# TASK TO CARRY OUT
The reply should return the data in full, exactly as written.

Start of SUPPLIED DATA

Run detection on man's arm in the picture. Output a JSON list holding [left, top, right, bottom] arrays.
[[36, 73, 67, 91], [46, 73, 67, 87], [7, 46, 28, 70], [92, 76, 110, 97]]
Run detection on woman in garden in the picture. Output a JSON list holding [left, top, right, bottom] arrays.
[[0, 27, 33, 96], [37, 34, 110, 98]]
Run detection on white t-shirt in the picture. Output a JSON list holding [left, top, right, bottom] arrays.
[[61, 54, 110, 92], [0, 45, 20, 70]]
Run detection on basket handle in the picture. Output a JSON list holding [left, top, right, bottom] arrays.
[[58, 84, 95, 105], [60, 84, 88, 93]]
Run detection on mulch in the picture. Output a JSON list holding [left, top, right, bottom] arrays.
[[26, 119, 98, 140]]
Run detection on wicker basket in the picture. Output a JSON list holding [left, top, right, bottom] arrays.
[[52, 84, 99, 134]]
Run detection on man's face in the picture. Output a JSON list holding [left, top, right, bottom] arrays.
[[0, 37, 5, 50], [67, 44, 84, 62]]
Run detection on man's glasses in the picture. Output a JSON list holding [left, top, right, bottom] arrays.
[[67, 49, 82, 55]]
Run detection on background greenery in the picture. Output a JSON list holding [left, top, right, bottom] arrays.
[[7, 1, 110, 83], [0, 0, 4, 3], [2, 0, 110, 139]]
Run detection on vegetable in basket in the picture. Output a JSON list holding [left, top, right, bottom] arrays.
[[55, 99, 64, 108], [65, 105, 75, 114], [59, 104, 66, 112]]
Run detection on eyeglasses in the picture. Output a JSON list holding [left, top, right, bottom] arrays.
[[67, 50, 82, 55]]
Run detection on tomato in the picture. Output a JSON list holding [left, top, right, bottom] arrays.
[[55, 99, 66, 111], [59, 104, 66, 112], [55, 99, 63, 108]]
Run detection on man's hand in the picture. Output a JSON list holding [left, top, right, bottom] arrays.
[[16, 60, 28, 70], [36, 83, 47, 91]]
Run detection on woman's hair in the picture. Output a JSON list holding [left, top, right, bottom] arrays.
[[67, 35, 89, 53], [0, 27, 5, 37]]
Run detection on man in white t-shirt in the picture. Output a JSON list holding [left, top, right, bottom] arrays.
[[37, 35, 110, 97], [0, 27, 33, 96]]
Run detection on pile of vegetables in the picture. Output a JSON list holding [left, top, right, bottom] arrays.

End of SUPPLIED DATA

# COMPLETED EXERCISE
Run detection on man's arm in the picture. Output a JSON list holding [left, top, right, bottom] arrays.
[[36, 73, 67, 91], [46, 73, 67, 87], [7, 46, 28, 70], [92, 76, 110, 97]]
Run detection on woman in garden in the picture. Output a JSON list holding [left, top, right, bottom] arrays.
[[0, 27, 33, 96], [37, 34, 110, 98]]
Run detection on white t-shirt in the picture. Output a JSON list holding [left, top, right, bottom] arrays.
[[61, 54, 110, 92], [0, 45, 20, 70]]
Run detection on basket handle in the picture. Output a JSON list holding [left, top, right, bottom] arrays.
[[58, 84, 95, 105], [60, 84, 88, 93]]
Run detection on mulch in the picture. Output a JSON list holding [left, top, right, bottom] arrays.
[[26, 119, 98, 140]]
Run detection on wicker basket in the picture. Output a JSON list holding [left, top, right, bottom] arrays.
[[52, 84, 99, 134]]
Run detection on man's face in the picture. Output a JSON list holding [left, top, right, bottom] arrays.
[[0, 37, 5, 50], [67, 44, 84, 62]]
Run detection on man's glasses in the picture. Output a JSON list holding [left, top, right, bottom] arrays.
[[67, 49, 82, 55]]
Run detection on background greenery in the picture. Output a JSON list holding [left, top, right, bottom] arrays.
[[7, 1, 110, 83], [0, 0, 4, 3], [2, 0, 110, 139]]
Run detection on vegetable in basket in the picture. Output a JSON list holding [left, top, right, bottom] arrays.
[[55, 99, 64, 108], [65, 105, 75, 114], [59, 104, 66, 112]]
Run detection on eyeglasses in the picture. Output a JSON list holding [left, top, right, bottom] arrays.
[[67, 50, 82, 55]]
Run detection on tomato in the picture. Output a JSON list holding [left, top, right, bottom] arrays.
[[55, 99, 66, 111], [59, 104, 66, 112], [55, 99, 63, 108]]
Run detection on man's hand in the picture. Output a JSON list holding [left, top, right, bottom] arrays.
[[16, 60, 28, 70], [36, 83, 47, 91]]
Run detection on woman's hair in the picture. Output a JSON list holding [left, top, right, bottom] arrays.
[[67, 35, 89, 53], [0, 27, 5, 37]]
Run detection on man in white t-shirt in the picture. Output a JSON list holding [left, top, right, bottom] arrays.
[[37, 35, 110, 97], [0, 27, 33, 96]]
Run detection on pile of vegetables in the picture. Output a JSON list holding [left, top, right, bottom] arrays.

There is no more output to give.